Exercise: Return every line of the material below unchanged, character for character.

— start of Task input —

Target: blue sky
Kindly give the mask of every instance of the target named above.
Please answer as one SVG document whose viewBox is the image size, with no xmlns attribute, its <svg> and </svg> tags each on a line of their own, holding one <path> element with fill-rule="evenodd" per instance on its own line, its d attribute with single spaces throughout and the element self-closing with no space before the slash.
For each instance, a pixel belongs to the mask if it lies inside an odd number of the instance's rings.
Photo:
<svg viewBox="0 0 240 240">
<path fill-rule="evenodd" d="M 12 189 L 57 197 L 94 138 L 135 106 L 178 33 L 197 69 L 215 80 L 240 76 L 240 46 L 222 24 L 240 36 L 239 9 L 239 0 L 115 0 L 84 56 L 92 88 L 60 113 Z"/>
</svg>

— end of Task input —

Answer in full:
Target: blue sky
Kindly give the mask of every instance of the target named above.
Please answer as one SVG document whose viewBox is the image size, with no xmlns attribute, its <svg> and </svg> tags each on a line of their own, holding one <path> element with fill-rule="evenodd" per instance on its own line, its d attribute with single spaces throughout and the element self-closing with no space before the slash.
For each instance, a pixel belongs to the mask if it lies inside an odd number of the instance's rings.
Photo:
<svg viewBox="0 0 240 240">
<path fill-rule="evenodd" d="M 12 189 L 57 197 L 94 138 L 135 106 L 178 33 L 197 69 L 215 80 L 240 76 L 240 46 L 222 24 L 240 36 L 239 9 L 239 0 L 115 0 L 84 56 L 92 88 L 60 113 Z"/>
</svg>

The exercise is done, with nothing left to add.